--- BEGIN INFORMATION PROVIDED ---
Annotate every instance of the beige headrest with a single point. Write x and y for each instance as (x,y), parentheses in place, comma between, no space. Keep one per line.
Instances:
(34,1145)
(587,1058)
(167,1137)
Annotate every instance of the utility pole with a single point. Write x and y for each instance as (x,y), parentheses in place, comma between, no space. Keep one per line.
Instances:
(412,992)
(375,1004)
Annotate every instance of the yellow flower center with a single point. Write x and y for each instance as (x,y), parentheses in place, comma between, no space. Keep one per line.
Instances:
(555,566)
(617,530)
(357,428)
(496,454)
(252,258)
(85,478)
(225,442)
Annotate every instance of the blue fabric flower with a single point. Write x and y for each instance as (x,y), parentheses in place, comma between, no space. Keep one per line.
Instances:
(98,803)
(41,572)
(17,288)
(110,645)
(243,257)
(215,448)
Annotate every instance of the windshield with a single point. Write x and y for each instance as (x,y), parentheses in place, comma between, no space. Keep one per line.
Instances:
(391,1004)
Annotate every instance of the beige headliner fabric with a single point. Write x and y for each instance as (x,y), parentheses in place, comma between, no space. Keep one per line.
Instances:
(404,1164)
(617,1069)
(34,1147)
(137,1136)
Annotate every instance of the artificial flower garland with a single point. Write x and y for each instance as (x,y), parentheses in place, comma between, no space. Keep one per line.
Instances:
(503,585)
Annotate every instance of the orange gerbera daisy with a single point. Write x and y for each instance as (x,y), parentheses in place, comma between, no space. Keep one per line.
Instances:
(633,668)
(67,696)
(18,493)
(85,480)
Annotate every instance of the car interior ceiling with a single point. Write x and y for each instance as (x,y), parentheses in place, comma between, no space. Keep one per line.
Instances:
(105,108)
--- END INFORMATION PROVIDED ---
* WHAT YOU SHOULD DO
Quote every row above word for word, from the first line through the last coordinate.

* EXERCISE ANSWER
Annotate every instance of the beige headrest with a single point. Write x and y for each instance as (x,y), parentheses in place, comma between, no space. Keep one per line.
Instances:
(34,1145)
(587,1058)
(167,1137)
Annotate every instance of the utility pole with a single point. Write x and y for each instance as (x,y), parentheses in place, comma between, no space. Keep one per line.
Instances:
(412,992)
(375,1004)
Annotate every instance of the yellow flower center with a single point. Write x and y for each instance as (x,y), parentheses in place, comma between, no space. Keep one per line.
Instances:
(555,566)
(617,530)
(357,428)
(496,454)
(252,258)
(85,478)
(225,442)
Annotate every instance of the blue fabric flower with a single point. Write x and y for each instance as (x,y), parentheses in place, comma between, no space. Keep one per line.
Instances:
(98,803)
(41,572)
(17,288)
(110,645)
(243,257)
(215,448)
Annotate every instance of the windshield with a single point. Write x and y for each instance as (x,y), parentheses in place, comma between, no space. Keep one per line.
Instances:
(391,1004)
Annotate every instance of the beige headliner fabric with a single point. Write x and y for each instance as (x,y), parentheses in place, comma between, no space. Keep one per line.
Instances:
(404,1164)
(617,1069)
(34,1147)
(137,1136)
Annotate every instance of the artificial flower garland with a single point. Write x and y for each instance as (x,y), parentheses in place, comma between, no space. Keep one per line.
Instances:
(503,585)
Annotate every instance of the orange gerbera daisy with a single point. Write x and y for each instance as (x,y), parentheses in place, comma between, no space. Keep one per line.
Instances:
(633,668)
(67,696)
(18,493)
(85,480)
Annotate every instance of the car interior ceiling with a single point. Write x and y for each instance as (x,y), parentheses in place, comma between, no space. Keep one per line.
Instances:
(105,108)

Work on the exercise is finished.